• [Task goal]: Change "red canopy tent" to "blue canopy tent" in the lines running from the one with "Keep to these rules. Indicate every instance of the black watch" up to and including the last line of the records. Write out only those lines, with everything else left as it is.

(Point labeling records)
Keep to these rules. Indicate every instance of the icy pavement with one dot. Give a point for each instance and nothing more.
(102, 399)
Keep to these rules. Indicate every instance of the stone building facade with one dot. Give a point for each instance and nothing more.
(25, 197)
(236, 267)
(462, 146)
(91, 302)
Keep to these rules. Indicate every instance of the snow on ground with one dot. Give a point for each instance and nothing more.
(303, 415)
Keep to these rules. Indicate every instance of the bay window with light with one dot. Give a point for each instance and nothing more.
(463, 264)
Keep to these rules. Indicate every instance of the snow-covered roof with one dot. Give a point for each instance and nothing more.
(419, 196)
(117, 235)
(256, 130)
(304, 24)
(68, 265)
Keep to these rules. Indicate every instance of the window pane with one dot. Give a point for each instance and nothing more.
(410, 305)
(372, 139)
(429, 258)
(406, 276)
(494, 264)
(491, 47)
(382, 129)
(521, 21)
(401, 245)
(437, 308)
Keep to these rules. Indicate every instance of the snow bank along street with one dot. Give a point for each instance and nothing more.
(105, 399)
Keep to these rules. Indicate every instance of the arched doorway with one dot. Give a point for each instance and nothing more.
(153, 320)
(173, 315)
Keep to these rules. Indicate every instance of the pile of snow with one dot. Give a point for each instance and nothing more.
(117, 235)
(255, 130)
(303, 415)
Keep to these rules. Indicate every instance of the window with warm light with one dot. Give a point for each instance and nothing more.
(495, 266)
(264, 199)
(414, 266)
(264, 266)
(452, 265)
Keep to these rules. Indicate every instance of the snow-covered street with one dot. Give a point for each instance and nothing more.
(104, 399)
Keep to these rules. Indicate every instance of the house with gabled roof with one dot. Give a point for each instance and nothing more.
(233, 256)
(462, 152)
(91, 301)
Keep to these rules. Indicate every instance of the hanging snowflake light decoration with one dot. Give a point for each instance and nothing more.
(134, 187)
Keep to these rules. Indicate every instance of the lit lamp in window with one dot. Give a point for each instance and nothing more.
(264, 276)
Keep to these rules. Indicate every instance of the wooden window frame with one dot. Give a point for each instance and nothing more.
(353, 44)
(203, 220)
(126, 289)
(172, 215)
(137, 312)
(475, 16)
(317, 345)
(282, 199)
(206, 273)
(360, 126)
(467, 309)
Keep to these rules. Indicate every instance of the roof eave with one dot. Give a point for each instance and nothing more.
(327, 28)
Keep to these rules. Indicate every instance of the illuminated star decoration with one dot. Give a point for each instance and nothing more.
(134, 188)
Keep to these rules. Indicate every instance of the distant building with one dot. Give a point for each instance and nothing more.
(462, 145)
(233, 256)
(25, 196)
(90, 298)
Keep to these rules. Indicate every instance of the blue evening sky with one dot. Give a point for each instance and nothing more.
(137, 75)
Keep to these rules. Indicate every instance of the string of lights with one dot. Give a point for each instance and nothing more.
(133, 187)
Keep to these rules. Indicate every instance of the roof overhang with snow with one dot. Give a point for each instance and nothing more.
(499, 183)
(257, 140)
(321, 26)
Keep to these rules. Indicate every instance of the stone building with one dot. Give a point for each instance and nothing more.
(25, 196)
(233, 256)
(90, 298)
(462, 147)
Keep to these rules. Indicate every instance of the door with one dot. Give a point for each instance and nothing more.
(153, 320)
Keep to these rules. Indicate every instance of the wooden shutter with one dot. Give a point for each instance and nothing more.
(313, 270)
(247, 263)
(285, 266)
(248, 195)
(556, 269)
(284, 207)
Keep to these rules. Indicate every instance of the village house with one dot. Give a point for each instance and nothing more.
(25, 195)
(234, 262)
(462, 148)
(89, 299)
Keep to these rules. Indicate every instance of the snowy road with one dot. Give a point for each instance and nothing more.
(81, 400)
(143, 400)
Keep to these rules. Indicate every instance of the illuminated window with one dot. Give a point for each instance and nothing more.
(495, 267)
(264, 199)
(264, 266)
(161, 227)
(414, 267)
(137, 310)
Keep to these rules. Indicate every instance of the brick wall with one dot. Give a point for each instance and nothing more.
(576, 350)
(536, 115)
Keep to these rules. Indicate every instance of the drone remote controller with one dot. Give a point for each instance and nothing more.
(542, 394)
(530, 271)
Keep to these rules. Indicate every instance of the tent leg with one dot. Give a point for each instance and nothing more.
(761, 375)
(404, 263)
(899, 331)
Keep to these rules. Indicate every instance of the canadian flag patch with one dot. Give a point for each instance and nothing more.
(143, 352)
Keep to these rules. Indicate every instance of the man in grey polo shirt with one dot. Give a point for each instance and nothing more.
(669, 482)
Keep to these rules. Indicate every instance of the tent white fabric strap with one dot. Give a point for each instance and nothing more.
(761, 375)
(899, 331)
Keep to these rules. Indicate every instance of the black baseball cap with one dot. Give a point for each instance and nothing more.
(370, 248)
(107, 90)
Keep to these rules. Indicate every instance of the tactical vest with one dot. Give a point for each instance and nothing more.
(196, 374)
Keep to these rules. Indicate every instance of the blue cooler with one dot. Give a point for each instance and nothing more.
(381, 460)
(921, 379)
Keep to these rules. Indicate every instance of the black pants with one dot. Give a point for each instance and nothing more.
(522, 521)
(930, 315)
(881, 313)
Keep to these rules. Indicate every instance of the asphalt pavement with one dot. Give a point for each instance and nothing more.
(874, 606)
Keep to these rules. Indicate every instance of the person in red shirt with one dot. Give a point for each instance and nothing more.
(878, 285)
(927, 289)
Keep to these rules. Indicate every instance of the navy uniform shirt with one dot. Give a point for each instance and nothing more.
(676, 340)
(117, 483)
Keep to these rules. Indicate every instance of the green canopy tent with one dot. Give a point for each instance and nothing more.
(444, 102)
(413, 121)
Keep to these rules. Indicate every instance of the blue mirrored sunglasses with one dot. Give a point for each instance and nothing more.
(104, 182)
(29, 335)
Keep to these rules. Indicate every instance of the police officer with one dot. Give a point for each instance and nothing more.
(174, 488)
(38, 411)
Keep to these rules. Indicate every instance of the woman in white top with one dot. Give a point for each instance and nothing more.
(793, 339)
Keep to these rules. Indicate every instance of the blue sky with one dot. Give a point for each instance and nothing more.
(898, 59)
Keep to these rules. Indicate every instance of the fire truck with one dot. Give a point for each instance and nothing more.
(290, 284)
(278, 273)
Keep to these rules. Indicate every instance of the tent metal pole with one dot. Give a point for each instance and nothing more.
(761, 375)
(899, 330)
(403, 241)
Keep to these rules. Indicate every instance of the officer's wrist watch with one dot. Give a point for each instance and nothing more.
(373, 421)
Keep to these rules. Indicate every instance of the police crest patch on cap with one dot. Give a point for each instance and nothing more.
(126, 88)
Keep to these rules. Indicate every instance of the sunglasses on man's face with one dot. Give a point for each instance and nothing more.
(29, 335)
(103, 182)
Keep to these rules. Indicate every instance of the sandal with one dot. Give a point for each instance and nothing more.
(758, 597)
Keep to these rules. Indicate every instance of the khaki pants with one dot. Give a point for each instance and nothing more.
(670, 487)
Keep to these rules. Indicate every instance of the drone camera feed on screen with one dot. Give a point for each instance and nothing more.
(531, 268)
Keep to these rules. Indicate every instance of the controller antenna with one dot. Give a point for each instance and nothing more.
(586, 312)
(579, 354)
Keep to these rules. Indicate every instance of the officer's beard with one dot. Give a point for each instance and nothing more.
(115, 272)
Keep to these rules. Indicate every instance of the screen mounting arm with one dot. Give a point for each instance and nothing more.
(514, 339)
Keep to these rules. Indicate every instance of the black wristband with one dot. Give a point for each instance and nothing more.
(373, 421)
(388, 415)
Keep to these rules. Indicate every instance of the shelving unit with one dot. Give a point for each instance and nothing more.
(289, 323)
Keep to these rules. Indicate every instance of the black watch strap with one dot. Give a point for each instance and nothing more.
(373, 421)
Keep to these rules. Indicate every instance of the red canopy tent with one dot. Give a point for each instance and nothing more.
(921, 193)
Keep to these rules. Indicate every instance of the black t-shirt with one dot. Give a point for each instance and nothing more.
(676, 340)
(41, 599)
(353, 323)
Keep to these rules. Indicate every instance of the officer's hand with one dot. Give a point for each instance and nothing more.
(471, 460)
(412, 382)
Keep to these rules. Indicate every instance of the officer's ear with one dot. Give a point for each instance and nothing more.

• [Output]:
Keep to these rules. Indicate every instance of the black watch strap with one dot. Give a point for each instance and nothing more.
(373, 421)
Keep to these rules. Indicate every instance of the blue canopy tent with one dot. Give a point for each instance and nothing more.
(921, 193)
Keep to these rules. Indicate every instance of the black t-shirt with one dot. Give a point for each instance and nothing more.
(676, 340)
(41, 599)
(353, 323)
Keep to these rules. Indicate every instance of the officer's hand with one dot. Give a point for each instance and nothing more.
(471, 460)
(412, 382)
Keep to these rules. Indicate every instance of the officer's ear with one dot. Give a point for each instance and nothing more.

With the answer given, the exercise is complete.